Items from a data source
** Start **
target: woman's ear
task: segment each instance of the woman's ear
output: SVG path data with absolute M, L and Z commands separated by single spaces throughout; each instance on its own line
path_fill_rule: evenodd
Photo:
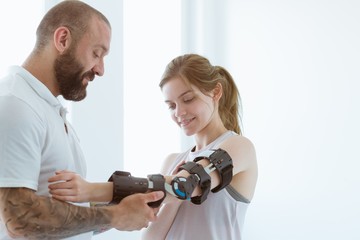
M 218 82 L 216 84 L 215 88 L 212 90 L 213 99 L 215 101 L 219 101 L 222 96 L 222 92 L 223 92 L 222 85 L 221 85 L 221 83 Z
M 54 32 L 54 46 L 63 53 L 71 43 L 71 32 L 67 27 L 59 27 Z

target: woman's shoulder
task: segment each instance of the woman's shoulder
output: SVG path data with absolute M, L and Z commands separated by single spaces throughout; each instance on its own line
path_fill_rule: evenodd
M 249 138 L 238 134 L 232 135 L 231 137 L 225 139 L 220 144 L 220 146 L 229 147 L 229 148 L 239 148 L 239 147 L 250 148 L 250 149 L 255 148 L 253 142 Z

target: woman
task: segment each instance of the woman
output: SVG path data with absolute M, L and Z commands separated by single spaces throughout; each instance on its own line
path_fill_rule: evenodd
M 212 66 L 197 54 L 173 59 L 166 67 L 160 88 L 171 118 L 195 146 L 183 153 L 170 154 L 161 174 L 171 183 L 174 176 L 188 176 L 179 171 L 185 162 L 203 156 L 208 150 L 222 149 L 232 159 L 232 180 L 220 191 L 210 191 L 201 204 L 183 201 L 167 194 L 157 220 L 144 229 L 144 240 L 155 239 L 241 239 L 247 207 L 257 182 L 256 153 L 251 141 L 242 136 L 239 120 L 240 96 L 231 75 L 223 67 Z M 197 163 L 206 167 L 209 161 Z M 210 173 L 211 189 L 221 178 Z M 53 197 L 65 201 L 110 201 L 112 183 L 91 184 L 69 172 L 58 172 L 50 182 Z M 191 196 L 201 196 L 199 186 Z
M 186 152 L 169 155 L 161 173 L 172 175 L 184 161 L 221 148 L 232 158 L 233 178 L 225 189 L 210 192 L 201 205 L 177 199 L 164 202 L 157 221 L 144 230 L 143 239 L 240 240 L 255 191 L 257 161 L 253 144 L 241 134 L 241 103 L 233 78 L 208 59 L 186 54 L 167 65 L 160 88 L 173 121 L 195 140 L 195 146 Z

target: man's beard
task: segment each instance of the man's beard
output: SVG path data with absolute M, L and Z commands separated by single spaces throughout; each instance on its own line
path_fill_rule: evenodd
M 86 97 L 86 87 L 83 84 L 85 77 L 93 80 L 95 75 L 92 71 L 83 72 L 83 66 L 75 57 L 75 49 L 68 49 L 60 55 L 54 64 L 55 77 L 59 86 L 60 95 L 66 100 L 81 101 Z

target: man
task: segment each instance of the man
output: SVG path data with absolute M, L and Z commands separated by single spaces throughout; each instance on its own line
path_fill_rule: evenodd
M 47 179 L 67 169 L 85 176 L 78 139 L 57 97 L 86 97 L 104 73 L 111 26 L 81 1 L 50 9 L 22 66 L 0 80 L 0 239 L 91 239 L 93 231 L 139 230 L 156 219 L 147 203 L 162 192 L 134 194 L 120 204 L 78 206 L 51 198 Z

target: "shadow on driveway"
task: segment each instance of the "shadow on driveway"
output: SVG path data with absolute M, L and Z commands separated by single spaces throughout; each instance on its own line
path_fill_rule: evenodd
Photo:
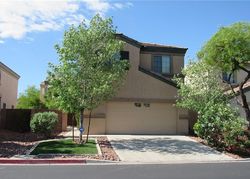
M 115 149 L 126 151 L 152 151 L 163 154 L 220 154 L 220 152 L 192 140 L 177 140 L 170 137 L 115 139 L 111 141 Z

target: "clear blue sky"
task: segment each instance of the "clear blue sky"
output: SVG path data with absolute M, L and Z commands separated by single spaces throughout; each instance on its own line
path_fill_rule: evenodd
M 97 12 L 138 41 L 188 47 L 185 63 L 219 27 L 250 22 L 247 1 L 1 1 L 0 60 L 21 76 L 19 93 L 46 78 L 48 63 L 57 62 L 54 45 L 69 24 Z

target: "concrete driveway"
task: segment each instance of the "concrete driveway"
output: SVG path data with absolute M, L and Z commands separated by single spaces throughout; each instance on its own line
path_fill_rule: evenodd
M 124 162 L 174 163 L 234 160 L 187 136 L 108 135 Z

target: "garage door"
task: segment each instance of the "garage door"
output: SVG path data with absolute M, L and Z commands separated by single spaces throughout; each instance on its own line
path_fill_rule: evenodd
M 106 133 L 176 134 L 176 115 L 172 104 L 110 102 L 107 104 Z

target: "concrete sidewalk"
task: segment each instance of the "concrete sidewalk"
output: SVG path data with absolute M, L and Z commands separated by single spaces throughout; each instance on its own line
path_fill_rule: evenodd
** End **
*Exercise details*
Identify each line in the data above that contains the word "shoulder", and copy those lines out in their original order.

*Reply to the exercise*
target: woman's shoulder
task: segment each instance of the woman's shoulder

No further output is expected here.